### EXERCISE DIRECTIONS
Count the lines in the items below that contain the string "dragonfly", matching case exactly, and reply with only that number.

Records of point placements
— START —
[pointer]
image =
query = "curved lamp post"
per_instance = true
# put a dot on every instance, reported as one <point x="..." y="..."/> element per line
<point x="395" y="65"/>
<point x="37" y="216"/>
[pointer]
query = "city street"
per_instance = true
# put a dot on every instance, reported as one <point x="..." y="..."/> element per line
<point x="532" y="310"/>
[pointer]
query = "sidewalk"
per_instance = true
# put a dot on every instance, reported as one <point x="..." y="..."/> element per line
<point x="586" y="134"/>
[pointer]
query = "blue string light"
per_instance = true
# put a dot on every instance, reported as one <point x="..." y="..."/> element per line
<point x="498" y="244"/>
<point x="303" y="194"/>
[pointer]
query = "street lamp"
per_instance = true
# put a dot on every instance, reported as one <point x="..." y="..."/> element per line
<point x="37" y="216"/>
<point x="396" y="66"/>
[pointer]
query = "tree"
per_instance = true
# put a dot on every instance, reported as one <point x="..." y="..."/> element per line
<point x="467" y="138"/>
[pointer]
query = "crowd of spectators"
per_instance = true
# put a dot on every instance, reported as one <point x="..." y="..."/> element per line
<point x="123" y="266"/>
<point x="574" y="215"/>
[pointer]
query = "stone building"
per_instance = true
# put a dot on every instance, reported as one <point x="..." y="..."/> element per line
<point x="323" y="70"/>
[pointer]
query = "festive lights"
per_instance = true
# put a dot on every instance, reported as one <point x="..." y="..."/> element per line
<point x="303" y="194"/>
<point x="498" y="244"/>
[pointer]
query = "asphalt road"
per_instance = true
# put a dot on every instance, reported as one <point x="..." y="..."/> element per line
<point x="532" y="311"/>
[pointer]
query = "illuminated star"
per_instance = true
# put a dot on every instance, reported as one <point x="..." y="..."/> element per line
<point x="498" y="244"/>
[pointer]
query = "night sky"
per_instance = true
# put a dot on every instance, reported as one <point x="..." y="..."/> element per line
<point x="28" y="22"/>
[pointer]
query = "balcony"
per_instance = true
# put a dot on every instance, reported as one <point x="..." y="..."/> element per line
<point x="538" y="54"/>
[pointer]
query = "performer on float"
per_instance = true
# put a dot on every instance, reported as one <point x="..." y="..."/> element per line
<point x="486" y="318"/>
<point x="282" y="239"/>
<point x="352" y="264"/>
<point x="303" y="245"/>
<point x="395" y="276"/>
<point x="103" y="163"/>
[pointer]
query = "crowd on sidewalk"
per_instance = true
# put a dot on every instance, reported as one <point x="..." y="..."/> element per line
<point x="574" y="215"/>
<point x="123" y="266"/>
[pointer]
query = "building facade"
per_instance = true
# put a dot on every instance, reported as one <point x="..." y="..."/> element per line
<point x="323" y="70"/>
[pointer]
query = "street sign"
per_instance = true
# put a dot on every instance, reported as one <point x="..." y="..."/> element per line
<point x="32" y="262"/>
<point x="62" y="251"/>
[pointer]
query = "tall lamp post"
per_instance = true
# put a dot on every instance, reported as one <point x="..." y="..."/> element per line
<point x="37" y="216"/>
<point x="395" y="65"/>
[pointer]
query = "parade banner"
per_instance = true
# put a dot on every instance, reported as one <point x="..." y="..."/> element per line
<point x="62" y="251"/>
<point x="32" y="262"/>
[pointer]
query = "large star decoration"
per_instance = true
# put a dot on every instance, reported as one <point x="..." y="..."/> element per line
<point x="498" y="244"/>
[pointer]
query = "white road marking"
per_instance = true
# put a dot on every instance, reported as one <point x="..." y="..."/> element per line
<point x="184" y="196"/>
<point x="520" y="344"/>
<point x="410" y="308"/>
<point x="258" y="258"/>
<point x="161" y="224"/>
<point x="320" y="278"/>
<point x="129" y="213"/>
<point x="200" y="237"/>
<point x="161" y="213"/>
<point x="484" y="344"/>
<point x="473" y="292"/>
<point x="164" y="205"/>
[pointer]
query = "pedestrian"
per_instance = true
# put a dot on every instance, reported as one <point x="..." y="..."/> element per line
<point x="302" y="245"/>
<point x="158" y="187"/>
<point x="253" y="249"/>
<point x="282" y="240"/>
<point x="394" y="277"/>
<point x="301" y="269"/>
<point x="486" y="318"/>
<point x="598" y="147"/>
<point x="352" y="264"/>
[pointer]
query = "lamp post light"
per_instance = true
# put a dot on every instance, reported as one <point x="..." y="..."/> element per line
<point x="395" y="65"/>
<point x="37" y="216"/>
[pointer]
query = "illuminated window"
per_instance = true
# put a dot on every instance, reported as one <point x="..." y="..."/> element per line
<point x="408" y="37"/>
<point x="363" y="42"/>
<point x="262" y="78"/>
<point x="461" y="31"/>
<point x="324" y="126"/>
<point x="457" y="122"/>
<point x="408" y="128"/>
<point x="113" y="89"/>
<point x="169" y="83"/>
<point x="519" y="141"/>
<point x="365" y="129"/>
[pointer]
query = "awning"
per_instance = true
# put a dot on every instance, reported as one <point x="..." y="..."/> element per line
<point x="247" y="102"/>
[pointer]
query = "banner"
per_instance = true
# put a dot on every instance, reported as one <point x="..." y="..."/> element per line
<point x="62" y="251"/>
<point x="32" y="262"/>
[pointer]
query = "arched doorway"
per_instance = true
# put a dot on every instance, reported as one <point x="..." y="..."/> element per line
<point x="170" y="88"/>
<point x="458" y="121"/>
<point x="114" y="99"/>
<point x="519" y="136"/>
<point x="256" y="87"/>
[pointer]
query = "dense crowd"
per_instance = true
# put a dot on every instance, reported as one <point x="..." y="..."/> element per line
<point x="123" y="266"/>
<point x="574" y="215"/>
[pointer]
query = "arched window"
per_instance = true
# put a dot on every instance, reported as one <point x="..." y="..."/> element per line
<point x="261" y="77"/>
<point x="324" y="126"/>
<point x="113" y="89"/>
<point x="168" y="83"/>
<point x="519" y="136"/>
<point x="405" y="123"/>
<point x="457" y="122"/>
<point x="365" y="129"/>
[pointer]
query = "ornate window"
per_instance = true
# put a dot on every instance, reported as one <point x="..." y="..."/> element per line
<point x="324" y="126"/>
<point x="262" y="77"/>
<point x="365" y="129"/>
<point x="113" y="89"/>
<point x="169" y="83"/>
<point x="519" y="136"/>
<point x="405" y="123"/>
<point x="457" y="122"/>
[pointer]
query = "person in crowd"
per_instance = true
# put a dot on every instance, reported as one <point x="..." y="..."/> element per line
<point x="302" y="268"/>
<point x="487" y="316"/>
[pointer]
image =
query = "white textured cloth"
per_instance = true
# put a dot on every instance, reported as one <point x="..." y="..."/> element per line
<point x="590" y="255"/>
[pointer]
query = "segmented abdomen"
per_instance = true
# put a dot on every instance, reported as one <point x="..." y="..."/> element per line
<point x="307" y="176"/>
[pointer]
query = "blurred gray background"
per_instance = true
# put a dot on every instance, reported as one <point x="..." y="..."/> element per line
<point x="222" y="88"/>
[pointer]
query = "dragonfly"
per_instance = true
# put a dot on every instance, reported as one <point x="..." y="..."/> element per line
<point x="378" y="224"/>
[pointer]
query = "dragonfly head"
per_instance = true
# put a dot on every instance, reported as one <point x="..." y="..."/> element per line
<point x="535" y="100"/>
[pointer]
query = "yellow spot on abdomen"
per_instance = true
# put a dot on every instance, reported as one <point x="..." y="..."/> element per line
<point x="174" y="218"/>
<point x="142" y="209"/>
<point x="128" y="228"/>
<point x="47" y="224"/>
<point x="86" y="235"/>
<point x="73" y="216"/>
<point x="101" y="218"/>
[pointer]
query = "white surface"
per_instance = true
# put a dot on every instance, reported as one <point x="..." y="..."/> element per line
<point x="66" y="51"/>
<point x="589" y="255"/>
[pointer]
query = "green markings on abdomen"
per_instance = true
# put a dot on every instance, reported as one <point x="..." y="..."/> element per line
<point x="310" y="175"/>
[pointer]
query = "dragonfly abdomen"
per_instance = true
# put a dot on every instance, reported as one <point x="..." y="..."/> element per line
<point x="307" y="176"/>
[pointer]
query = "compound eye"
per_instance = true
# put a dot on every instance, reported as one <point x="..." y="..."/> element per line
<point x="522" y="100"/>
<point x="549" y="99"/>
— END —
### FINISHED ANSWER
3